▶ **Task objective**:
Exact repetition is required: output every record in full.

▶ **Part of a data file**:
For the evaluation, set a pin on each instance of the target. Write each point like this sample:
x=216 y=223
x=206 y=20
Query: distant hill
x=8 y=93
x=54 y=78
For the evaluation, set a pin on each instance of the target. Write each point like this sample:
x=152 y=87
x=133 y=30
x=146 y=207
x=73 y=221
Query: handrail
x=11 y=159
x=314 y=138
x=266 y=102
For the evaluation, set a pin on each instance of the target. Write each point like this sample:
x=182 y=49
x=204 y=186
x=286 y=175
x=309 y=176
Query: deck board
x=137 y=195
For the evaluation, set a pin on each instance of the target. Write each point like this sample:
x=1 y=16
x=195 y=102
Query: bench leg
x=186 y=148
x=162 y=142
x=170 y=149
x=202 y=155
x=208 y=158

▶ **Correct response**:
For the evaluation, set a pin on each instance of the target. Write each point like this sample:
x=216 y=223
x=206 y=20
Query: distant hill
x=8 y=93
x=54 y=78
For the evaluation, set a pin on each instance of the target. Write each point like this sample:
x=152 y=87
x=133 y=30
x=146 y=207
x=73 y=221
Query: handrail
x=11 y=159
x=314 y=138
x=266 y=102
For the evaluation, set a pin on each instance of the target. Write each point like this sample:
x=182 y=49
x=204 y=186
x=286 y=175
x=309 y=176
Query: deck board
x=137 y=195
For the evaluation, set a pin on each instance of the target. Write each point like this sample:
x=1 y=16
x=195 y=102
Query: bench leg
x=186 y=148
x=162 y=142
x=170 y=149
x=202 y=155
x=208 y=158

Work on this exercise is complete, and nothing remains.